SET TASK 1
Identify every line in the rows that contains the word "black" and copy each of those lines.

SOURCE EXTRACT
'''
How to restart node in Akka Multi Node test?

443 views Asked by At

I want to do some Akka Multi Node test and restart one node when some barrier is reached. Something like:

runOn(nodeA) {
  // do something while both nodes are up and running

  enterBarrier("nodeBCrashes")

  // do something while I'm the only node up and running

  enterBarrier("bothNodesUp")

  // do something with both nodes up and running again
}

runOn(nodeB) {
  // do something while both nodes are up and running

  crash()
  enterBarrier("nodeBCrashes")

  // do nothing because I'm out

  enterBarrier("bothNodesUp")
  start()

  // do something with both nodes up and running again

}

Is this can't be done, at least need a way to be able to shutdown the nodeB and initiate another nodeC with the same akka.remote.netty.tcp.port (this is strictly necessary). Something like this

runOn(nodeA) {
  // do something while both nodes are up and running

  enterBarrier("nodeBCrashes")

  // do something while I'm the only node up and running

  enterBarrier("bothNodesUp")

  // do something with both nodes up and running again
}

runOn(nodeB) {
  // do something while both nodes are up and running

  enterBarrier("nodeBCrashes")
  shutdown()

}

// How I can delay nodeC start until nodeA reaches bothNodesUp barrier?
runOn(nodeC) {      
  // do something when both nodes are up and running
} 

The question can be resumed to:

Can we recreate a situation where one node crashes and then restarts?
'''
SET TASK 2
Answer these questions about the Akka multi-node question above:
(a) How many views does the question show?
(b) In the first code sketch, what call does nodeB make right after crash()?
(c) What setting must the new nodeC share with nodeB?

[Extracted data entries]
'''
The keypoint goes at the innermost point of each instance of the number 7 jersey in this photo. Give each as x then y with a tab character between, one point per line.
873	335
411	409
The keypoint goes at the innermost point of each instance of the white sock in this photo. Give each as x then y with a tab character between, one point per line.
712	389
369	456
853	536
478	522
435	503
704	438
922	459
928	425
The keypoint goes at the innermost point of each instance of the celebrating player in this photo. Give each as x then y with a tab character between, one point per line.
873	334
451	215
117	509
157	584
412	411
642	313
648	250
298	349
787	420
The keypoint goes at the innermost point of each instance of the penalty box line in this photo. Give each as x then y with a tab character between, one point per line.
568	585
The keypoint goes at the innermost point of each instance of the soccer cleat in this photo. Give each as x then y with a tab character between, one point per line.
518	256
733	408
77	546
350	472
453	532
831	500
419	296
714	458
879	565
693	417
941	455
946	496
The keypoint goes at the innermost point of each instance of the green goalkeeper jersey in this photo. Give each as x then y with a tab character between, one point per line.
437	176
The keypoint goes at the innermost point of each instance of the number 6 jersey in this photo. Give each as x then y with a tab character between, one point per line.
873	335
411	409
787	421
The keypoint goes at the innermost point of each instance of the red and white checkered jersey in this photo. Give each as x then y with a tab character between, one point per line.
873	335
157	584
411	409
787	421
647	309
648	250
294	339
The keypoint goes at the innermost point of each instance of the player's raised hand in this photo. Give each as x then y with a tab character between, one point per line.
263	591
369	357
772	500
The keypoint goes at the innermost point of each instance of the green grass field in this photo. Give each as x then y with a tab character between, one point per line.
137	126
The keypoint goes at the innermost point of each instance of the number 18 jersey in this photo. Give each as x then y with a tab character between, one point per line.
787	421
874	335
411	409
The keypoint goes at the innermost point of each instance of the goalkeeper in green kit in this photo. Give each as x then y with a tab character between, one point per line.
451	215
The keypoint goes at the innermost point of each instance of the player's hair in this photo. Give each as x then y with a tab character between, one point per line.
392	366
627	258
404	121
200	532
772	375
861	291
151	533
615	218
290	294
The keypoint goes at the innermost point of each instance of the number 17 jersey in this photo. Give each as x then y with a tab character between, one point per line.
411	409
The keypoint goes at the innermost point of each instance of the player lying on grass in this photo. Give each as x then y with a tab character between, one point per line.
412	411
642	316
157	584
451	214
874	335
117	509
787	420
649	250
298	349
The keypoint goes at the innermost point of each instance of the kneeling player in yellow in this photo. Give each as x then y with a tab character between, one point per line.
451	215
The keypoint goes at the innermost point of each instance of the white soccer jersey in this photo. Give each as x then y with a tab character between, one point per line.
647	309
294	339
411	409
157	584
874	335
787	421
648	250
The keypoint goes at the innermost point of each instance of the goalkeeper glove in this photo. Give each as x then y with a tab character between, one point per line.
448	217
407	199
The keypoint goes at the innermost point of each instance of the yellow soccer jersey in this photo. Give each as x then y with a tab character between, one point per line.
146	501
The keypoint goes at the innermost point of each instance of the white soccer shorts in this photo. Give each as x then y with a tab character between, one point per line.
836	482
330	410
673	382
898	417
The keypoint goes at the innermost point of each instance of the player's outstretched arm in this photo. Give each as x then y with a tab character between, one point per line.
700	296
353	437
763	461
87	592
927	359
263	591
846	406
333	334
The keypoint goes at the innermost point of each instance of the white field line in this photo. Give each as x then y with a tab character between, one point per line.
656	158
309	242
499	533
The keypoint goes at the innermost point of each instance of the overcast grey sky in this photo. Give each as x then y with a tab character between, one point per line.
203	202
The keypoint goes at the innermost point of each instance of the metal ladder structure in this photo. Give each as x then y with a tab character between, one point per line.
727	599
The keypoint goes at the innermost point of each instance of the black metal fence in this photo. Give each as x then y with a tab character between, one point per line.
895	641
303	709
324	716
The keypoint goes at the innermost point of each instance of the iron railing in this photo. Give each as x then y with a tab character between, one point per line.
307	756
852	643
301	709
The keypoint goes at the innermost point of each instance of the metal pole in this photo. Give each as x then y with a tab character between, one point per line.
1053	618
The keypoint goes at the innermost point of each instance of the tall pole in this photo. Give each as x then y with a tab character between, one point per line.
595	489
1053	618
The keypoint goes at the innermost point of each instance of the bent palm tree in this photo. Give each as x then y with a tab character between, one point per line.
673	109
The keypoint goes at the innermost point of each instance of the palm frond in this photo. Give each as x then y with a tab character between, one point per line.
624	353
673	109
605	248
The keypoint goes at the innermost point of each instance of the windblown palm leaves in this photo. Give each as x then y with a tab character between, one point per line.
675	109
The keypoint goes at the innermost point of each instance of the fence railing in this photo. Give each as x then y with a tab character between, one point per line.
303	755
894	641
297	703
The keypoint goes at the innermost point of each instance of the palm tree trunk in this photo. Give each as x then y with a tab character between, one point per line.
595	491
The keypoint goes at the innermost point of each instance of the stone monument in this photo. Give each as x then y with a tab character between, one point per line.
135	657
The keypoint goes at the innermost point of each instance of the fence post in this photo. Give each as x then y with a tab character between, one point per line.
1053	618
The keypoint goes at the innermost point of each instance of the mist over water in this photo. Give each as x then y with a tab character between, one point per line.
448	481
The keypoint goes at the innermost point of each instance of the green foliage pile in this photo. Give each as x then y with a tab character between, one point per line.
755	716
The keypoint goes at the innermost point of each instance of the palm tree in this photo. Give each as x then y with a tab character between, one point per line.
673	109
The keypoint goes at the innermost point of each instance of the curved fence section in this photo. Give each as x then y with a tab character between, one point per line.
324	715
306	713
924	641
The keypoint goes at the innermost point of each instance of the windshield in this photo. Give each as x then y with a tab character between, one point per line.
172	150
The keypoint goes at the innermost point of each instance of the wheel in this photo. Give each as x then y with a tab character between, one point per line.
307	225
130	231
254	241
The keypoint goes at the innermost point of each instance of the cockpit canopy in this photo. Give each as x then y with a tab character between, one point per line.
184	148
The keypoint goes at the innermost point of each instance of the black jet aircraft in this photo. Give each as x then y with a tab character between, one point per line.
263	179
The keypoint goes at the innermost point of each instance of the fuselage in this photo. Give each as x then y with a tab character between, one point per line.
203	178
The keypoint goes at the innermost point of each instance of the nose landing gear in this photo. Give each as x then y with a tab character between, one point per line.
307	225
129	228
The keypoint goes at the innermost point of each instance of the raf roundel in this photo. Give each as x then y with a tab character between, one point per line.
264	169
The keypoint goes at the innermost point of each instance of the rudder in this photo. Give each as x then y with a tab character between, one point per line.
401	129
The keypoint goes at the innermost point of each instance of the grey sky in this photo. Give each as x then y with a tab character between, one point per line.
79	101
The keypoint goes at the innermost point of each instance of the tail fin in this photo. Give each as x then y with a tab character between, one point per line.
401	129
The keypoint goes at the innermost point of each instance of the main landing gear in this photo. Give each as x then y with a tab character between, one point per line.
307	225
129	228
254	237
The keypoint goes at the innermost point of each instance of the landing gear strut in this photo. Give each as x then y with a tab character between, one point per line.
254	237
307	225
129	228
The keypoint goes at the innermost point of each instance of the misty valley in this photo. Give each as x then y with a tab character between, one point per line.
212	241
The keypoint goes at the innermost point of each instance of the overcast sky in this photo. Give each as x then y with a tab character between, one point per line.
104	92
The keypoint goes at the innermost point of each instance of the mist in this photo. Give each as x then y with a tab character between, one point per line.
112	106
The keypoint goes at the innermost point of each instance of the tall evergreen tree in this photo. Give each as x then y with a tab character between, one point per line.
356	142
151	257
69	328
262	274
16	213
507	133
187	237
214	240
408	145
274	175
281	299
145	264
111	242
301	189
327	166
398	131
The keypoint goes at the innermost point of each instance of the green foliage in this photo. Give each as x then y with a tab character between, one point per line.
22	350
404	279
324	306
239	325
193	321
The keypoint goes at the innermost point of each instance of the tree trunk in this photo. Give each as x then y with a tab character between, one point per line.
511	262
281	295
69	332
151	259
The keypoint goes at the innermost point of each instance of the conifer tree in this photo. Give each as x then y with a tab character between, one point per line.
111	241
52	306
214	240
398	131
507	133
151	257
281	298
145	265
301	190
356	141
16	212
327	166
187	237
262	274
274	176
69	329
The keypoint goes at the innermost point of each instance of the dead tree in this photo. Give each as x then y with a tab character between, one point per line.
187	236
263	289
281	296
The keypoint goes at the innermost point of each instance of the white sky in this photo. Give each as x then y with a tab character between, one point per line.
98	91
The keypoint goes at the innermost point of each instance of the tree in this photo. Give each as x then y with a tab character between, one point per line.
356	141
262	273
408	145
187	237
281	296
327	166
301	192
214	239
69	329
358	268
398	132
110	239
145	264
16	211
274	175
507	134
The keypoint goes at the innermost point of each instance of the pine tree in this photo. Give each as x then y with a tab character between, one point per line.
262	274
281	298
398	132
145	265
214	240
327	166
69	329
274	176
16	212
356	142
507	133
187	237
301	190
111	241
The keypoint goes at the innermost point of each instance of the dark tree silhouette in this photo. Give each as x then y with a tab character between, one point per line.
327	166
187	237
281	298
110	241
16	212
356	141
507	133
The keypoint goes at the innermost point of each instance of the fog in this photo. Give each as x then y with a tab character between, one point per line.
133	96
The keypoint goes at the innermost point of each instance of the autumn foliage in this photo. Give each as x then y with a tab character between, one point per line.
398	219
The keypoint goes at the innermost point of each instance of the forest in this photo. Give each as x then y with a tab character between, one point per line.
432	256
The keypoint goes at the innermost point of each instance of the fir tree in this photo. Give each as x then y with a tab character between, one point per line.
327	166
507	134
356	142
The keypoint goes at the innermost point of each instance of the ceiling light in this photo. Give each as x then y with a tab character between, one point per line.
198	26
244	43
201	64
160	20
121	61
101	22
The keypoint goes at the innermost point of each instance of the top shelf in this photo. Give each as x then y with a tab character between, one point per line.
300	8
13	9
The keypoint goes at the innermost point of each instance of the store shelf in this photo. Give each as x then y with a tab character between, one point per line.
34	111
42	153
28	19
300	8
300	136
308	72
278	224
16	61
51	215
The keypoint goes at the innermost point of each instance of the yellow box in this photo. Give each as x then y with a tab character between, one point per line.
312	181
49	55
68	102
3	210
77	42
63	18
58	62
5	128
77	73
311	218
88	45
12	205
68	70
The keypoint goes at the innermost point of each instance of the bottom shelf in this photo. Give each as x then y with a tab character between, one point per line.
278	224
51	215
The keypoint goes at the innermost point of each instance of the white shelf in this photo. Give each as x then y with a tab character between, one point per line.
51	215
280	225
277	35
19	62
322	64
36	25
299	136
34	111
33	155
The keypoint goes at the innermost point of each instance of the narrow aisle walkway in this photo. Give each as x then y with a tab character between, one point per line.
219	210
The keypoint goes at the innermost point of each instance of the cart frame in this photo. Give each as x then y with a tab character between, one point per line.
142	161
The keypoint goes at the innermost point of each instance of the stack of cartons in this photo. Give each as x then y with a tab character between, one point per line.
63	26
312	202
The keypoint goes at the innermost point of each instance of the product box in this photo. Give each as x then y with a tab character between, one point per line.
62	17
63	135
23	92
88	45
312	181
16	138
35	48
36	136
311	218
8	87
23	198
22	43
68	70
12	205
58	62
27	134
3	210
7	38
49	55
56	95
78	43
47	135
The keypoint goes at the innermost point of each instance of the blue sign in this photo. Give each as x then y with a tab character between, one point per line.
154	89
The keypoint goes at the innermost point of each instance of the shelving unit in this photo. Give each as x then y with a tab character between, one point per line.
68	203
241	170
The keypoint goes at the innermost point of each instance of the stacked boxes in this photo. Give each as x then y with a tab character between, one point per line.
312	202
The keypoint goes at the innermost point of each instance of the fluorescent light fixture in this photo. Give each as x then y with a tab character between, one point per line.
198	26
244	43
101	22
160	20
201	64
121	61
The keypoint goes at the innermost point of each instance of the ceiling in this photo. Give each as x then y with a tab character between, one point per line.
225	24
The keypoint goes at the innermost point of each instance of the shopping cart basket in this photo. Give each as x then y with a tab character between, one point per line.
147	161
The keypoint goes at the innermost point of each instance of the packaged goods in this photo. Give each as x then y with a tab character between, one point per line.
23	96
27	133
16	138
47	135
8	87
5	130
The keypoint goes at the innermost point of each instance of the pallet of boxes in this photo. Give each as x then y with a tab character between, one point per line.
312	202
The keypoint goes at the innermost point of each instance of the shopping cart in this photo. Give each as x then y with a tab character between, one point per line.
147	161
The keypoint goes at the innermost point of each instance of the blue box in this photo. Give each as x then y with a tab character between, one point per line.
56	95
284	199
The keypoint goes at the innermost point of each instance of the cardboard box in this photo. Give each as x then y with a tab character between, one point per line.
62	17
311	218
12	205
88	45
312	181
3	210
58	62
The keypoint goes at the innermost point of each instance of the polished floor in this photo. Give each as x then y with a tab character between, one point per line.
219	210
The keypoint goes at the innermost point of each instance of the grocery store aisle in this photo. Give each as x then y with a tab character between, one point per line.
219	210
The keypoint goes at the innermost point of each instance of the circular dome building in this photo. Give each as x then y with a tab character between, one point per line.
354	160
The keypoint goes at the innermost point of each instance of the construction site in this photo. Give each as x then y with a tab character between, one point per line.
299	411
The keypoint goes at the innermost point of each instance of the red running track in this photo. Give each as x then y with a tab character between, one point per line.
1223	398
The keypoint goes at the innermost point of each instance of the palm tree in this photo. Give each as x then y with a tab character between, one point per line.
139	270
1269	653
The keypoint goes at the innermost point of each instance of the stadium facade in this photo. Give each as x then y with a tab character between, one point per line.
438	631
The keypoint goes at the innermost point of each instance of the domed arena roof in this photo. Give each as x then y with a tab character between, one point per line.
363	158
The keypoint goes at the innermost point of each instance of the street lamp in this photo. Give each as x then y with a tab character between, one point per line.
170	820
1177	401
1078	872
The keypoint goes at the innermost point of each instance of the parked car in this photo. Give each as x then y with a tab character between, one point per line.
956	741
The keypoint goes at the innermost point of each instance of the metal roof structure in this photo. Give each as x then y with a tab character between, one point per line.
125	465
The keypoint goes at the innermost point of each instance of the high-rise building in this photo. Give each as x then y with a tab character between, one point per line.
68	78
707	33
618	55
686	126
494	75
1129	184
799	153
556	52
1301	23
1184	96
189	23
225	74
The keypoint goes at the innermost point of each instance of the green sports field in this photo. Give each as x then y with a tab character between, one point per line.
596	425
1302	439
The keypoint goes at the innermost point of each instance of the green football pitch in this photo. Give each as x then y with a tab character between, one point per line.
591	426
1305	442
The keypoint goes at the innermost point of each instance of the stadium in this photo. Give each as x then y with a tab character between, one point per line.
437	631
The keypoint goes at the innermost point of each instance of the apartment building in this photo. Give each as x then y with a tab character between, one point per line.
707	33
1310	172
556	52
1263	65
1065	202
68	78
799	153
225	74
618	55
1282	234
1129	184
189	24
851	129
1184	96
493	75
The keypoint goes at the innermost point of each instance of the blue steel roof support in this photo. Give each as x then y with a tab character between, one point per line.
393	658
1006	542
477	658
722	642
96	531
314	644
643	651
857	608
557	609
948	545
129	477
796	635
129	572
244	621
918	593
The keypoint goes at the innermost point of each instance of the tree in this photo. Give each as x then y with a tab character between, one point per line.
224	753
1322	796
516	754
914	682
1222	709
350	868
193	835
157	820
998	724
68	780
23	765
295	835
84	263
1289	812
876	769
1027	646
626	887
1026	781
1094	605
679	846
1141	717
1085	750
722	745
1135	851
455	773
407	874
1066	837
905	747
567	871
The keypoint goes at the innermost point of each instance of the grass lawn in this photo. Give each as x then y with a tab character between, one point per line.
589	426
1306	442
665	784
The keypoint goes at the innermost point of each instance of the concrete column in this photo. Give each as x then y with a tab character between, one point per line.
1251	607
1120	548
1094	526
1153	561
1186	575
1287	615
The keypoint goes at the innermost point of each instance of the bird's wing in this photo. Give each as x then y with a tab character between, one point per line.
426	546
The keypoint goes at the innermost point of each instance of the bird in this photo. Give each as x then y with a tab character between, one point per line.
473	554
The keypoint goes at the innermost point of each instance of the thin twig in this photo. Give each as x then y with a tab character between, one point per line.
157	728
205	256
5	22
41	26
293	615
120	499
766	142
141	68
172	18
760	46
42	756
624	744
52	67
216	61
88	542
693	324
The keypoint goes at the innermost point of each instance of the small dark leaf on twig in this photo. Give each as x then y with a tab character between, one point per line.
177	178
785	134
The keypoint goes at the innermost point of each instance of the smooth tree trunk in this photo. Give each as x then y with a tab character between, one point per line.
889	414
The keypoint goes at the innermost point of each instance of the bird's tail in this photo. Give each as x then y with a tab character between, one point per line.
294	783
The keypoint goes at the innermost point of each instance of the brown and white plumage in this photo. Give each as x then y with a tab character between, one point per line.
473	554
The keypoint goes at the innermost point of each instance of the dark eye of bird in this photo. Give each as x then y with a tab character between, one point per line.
'''
EXERCISE SOLUTION 1
The keypoint goes at the innermost point of each instance of the black metal fence in this photo. Give each as x then y with a tab character between, one point per line.
The keypoint goes at the innermost point of each instance of the black jet aircraft in this photo. Give each as x then y with a tab character between, one point per line.

EXERCISE SOLUTION 2
(a) 443
(b) enterBarrier("nodeBCrashes")
(c) akka.remote.netty.tcp.port